Requirements -
1. Using the article on Antonia, Crown Princess of Bavaria, answer these:
(a) Where was Antonia born?
(b) What name did her family call her?
(c) On what date did she become engaged to Rupprecht?
2. Continue the article on Antonia, Crown Princess of Bavaria, from the point where it stops.

Article -
——————————
Antoinette Roberte Sophie Wilhelmine (7 October 1899 – 31 July 1954), commonly referred to as Antonia, was the last Crown Princess of Bavaria before World War II. By birth, she was a member of the Luxembourgish House of Nassau-Weilburg as the child of Guillaume IV, Grand Duke of Luxembourg and Infanta Marie Anne of Portugal. Antoina was a survivor of the Sachsenhausen concentration camp.

Family

Born at Schloss Hohenburg, at Lenggries in Upper Bavaria, Antonia was the fourth daughter of Guillaume IV, Grand Duke of Luxembourg, who reigned between 1905 and 1912, and Marie Anne, a princess of the Portuguese House of Braganza.

She was the younger sister of two successive grand duchesses: Marie-Adélaïde and Charlotte.  In the family she was called "Toni".

Marriage and children

Antonia became the second wife of Rupprecht, Crown Prince of Bavaria.  The two were engaged on 26 August 1918.  At the time, Rupprecht was Generalfeldmarschall in the Imperial German army, and had successfully commanded the German Sixth Army at the Battle of Lorraine.
——————————
Dataset rows -

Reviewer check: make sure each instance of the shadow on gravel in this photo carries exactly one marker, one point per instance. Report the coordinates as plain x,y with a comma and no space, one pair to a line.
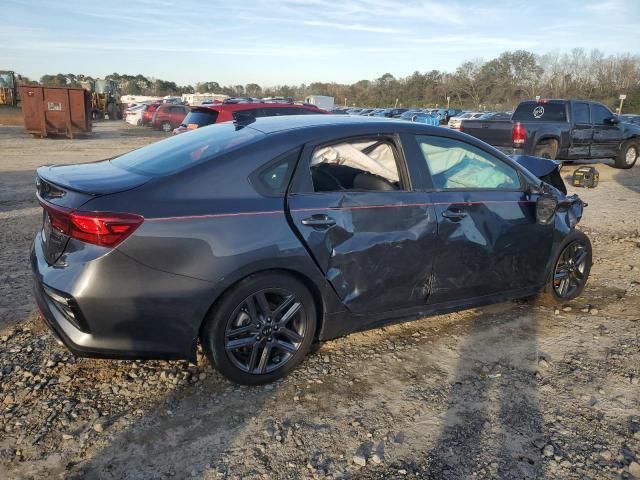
182,436
493,411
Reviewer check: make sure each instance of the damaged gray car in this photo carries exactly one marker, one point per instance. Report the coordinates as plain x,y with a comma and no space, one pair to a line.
257,238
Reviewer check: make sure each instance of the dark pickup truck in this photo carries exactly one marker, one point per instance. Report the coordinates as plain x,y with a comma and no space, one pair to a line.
562,129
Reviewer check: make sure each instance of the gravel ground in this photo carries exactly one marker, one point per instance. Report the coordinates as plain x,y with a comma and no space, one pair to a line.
515,390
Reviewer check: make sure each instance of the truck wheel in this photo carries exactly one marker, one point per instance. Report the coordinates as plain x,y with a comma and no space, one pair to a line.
628,155
546,149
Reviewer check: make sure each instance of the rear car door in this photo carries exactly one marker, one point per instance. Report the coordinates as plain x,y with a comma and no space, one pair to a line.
372,236
488,238
606,136
582,130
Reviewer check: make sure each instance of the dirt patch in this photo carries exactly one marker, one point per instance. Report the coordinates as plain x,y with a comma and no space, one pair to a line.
514,390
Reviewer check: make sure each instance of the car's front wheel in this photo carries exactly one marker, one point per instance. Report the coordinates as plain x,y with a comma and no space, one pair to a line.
261,329
570,269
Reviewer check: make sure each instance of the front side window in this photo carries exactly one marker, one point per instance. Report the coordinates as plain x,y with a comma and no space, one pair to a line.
358,165
600,114
454,164
581,113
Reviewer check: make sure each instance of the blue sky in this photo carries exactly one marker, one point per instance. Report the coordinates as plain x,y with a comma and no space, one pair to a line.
297,41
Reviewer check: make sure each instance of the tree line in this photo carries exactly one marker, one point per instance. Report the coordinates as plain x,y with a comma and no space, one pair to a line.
496,84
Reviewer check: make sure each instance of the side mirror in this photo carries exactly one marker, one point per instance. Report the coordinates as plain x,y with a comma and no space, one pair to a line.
546,206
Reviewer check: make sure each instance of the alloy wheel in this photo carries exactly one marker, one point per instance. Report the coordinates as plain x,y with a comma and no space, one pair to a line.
265,331
570,272
631,155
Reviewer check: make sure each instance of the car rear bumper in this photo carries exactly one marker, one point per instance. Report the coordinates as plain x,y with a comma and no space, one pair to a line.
119,307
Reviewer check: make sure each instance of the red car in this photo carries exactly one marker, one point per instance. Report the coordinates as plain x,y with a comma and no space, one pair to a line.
168,116
147,115
207,114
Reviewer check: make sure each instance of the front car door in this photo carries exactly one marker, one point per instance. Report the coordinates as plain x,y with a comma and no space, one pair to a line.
606,136
372,236
582,130
488,240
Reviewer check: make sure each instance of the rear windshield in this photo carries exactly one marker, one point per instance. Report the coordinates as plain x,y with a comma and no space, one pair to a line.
200,118
545,112
183,151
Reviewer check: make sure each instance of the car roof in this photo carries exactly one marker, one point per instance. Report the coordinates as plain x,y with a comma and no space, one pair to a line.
250,106
269,125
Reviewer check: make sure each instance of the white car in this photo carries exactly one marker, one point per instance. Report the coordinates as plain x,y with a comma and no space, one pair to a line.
454,122
134,115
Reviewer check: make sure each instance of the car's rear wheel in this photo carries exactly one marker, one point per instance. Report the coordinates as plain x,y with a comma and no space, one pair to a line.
628,155
261,329
570,270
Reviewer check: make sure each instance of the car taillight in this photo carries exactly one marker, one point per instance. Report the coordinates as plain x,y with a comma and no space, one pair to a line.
106,229
518,134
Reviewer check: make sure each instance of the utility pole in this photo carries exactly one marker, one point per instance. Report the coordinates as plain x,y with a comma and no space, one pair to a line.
622,98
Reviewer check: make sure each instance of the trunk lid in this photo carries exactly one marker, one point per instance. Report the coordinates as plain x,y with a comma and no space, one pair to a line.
64,188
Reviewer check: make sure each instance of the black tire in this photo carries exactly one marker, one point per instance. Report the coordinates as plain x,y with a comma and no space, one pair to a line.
546,149
628,155
237,331
551,294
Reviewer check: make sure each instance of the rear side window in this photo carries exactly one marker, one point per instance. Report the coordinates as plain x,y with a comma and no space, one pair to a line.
359,165
600,114
543,112
458,165
183,151
200,118
272,179
581,113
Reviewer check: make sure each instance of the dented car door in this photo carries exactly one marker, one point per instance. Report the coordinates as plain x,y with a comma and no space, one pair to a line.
372,237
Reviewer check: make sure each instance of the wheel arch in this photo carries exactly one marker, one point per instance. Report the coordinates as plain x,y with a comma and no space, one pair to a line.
315,291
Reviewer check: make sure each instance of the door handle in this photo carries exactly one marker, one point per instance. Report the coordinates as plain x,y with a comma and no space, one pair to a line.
454,215
319,221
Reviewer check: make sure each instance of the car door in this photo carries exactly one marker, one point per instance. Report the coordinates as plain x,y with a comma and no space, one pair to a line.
488,239
582,130
352,205
606,136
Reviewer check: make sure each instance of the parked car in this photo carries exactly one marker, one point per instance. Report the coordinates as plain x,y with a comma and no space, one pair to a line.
563,129
168,116
133,115
455,122
147,115
257,240
426,118
408,114
207,115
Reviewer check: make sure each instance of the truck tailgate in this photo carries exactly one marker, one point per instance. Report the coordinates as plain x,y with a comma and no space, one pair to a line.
493,132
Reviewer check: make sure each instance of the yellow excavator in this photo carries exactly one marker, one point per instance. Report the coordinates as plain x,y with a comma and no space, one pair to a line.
105,99
9,88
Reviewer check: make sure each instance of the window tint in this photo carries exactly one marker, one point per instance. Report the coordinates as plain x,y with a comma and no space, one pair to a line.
183,151
545,112
361,165
454,164
599,114
581,113
200,118
254,112
273,178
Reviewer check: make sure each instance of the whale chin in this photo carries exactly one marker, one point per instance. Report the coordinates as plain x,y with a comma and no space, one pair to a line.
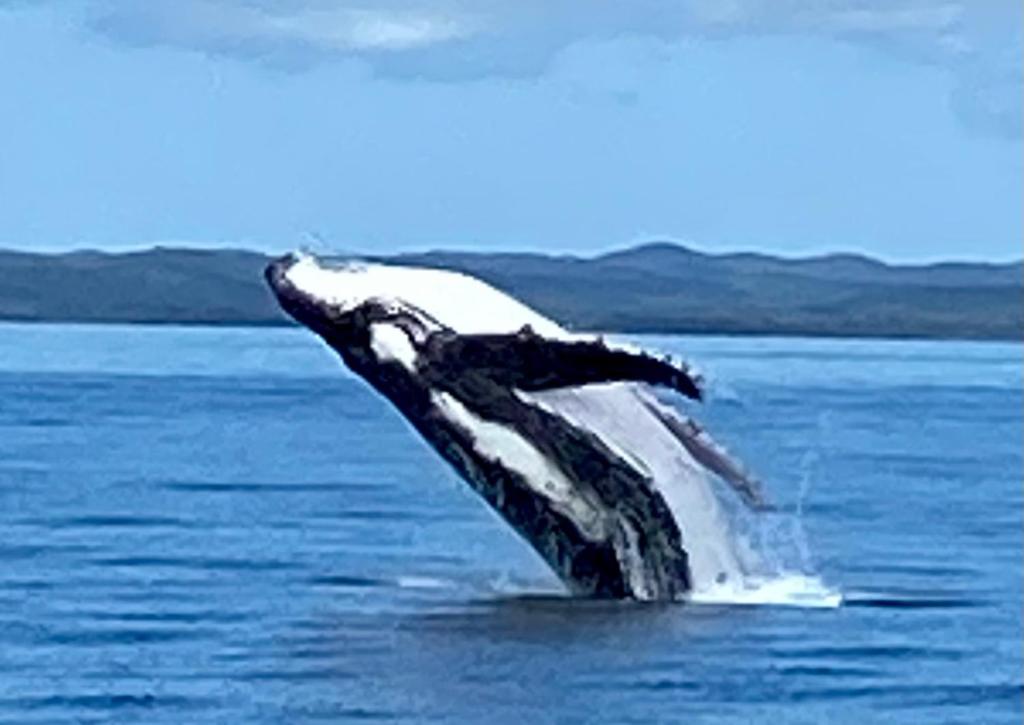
559,433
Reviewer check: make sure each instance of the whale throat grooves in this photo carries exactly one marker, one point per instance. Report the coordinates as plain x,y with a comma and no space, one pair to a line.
559,433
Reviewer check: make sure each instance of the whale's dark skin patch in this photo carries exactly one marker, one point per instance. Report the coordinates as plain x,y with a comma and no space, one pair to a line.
482,373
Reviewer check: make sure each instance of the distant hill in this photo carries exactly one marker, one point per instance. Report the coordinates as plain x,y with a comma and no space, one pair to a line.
660,288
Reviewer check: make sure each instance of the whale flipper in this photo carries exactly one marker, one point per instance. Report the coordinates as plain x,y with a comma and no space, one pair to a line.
531,363
712,456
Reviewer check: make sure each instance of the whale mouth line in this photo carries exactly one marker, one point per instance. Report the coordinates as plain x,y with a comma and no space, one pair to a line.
560,433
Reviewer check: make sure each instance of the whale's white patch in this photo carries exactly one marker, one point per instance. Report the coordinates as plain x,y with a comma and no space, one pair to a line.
615,413
503,444
391,343
463,303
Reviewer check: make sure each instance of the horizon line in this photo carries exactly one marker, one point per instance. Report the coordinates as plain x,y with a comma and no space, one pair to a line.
325,249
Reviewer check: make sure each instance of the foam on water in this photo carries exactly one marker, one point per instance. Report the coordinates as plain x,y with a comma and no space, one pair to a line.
783,590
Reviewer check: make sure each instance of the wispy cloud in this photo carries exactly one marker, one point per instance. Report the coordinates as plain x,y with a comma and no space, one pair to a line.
449,40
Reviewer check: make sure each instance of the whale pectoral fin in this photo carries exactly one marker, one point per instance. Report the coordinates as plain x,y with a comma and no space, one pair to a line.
712,456
531,363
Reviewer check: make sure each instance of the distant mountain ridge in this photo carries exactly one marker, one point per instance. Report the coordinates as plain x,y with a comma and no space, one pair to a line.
654,288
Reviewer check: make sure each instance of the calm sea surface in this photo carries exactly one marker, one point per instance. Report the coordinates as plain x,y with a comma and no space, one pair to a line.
222,525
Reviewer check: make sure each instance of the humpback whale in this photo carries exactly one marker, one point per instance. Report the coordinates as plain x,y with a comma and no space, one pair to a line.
560,433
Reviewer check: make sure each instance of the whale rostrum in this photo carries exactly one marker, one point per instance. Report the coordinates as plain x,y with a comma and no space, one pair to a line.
542,424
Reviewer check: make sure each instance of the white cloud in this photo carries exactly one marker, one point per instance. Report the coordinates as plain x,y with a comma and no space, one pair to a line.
449,40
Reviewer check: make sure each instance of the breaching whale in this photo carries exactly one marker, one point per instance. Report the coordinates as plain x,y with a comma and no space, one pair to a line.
560,433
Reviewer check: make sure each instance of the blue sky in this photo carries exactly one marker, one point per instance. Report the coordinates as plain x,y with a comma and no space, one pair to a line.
891,128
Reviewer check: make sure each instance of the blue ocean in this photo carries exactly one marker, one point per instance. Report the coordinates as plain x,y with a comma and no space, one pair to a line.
216,524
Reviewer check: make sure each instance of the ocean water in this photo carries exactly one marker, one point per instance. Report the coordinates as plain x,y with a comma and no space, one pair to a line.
223,525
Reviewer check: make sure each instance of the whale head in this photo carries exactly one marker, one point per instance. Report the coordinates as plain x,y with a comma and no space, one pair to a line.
335,296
——————————
Answers -
1.
(a) Schloss Hohenburg, at Lenggries in Upper Bavaria
(b) "Toni"
(c) 26 August 1918

2.
This led to criticism of the close ties between the Luxembourgish Grand Ducal Family and the royalty of the German Empire at a time when Luxembourg was occupied by Germany. This added to the pressure already on Grand Duchess Marie-Adélaïde, who was forced to abdicate on 10 January 1919. Despite the abdication of her elder sister, and the overthrow of the Kingdom of Bavaria in favour of a republic, the two were married on 7 April 1921 at Schloss Hohenburg.

Antonia and Rupprecht had six children, through whom they have a large number of descendants.
Prince Heinrich Franz Wilhelm of Bavaria (28 March 1922–14 February 1958) he married Anne Marie de Lustrac on 31 July 1951.
Princess Irmingard Marie Josefa of Bavaria (29 May 1923–23 October 2010) she married Prince Ludwig of Bavaria on 20 July 1950. They have three children, five grandchildren and four great-grandchildren.
Princess Editha Marie Gabrielle Anna of Bavaria (16 September 1924 – 4 May 2013) married Tito Tomasso Maria Brunetti on 12 November 1946. They had three daughters, five grandchildren and four great-grandchildren. She remarried Professor Gustav Christian Schimert on 29 December 1959. They have three sons and six grandchildren.
Princess Hilda Hildegard Marie Gabriele of Bavaria (24 March 1926 – 5 May 2002) married Juan Bradstock Edgart Lockett de Loayza on 12 February 1949. They had four children and four grandchildren.
Princess Gabriele Adelgunde Marie Theresia Antonia of Bavaria (10 May 1927 – 19 April 2019) married Karl Emmanuel Herzog von Croÿ, later 14th Duke of Croÿ on 17 June 1953. They have three children and ten grandchildren.
Princess Sophie Marie Therese of Bavaria (born 1935) married Jean, 12th Duke of Arenberg on 18 January 1955. They have five children, eleven grandchildren and one great-granddaughter.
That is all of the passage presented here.